■ Trecho do texto:
O que Noenberg apenas evita - os alimentos industrializados - é a restrição colocada pela psicóloga Sueli Souza de Nuccio. Ela, desde 1983, não se alimenta com comidas processadas, refinadas ou enlatadas, além de não consumir nenhum tipo de carne. "Isso começou quando passei a questionar a minha qualidade de vida e a me identificar mais com algumas coisas e menos com outras", diz. Suas restrições aos alimentos estão relacionadas à manutenção de sua saúde e a preocupações ambientais. "Não como carnes porque não gosto da violência imposta aos animais. Evito os produtos industrializados porque o processo industrial de produção é uma violência contra o meio ambiente". Ela conta que, em sua casa, todos seguem essas restrições alimentares. "Aqui não temos nenhum plano de saúde. Meu filho de 18 anos, que é vegetariano desde que nasceu, é saudável e tem um desempenho escolar acima da média".

Com relação aos aparelhos eletro-eletrônicos, a psicóloga procura manter o que acredita ser uma saudável distância. "Não tenho microondas e uso o celular o mínimo possível, apenas em caso de emergência, não como meio de comunicação". Ela acredita que esses aparelhos geram ondas que podem prejudicar a saúde e diz ter se informado sobre isso por meio de literatura específica, programas de televisão e amigos. A ciência tradicional frequentemente não corrobora a ligação entre aparelhos eletrônicos e malefícios à saúde, algo mais corrente na literatura alternativa.

■ O que fazer:
(1) Por favor, liste as fontes pelas quais a psicóloga diz ter se informado sobre as ondas dos aparelhos, conforme o trecho sobre a psicóloga.
(2) Reproduza a parte do trecho sobre a psicóloga que começa em "Com relação aos" e termina em "na literatura alternativa.", trocando "celular" por "telefone móvel".
Baseie-se somente no trecho sobre a psicóloga.

■ Extrato de dados:

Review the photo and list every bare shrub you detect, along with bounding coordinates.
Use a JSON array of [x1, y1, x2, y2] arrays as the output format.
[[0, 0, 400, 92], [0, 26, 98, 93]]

■ Respostas do exercício:
(1) Literatura específica; programas de televisão; amigos.

(2)
Com relação aos aparelhos eletro-eletrônicos, a psicóloga procura manter o que acredita ser uma saudável distância. "Não tenho microondas e uso o telefone móvel o mínimo possível, apenas em caso de emergência, não como meio de comunicação". Ela acredita que esses aparelhos geram ondas que podem prejudicar a saúde e diz ter se informado sobre isso por meio de literatura específica, programas de televisão e amigos. A ciência tradicional frequentemente não corrobora a ligação entre aparelhos eletrônicos e malefícios à saúde, algo mais corrente na literatura alternativa.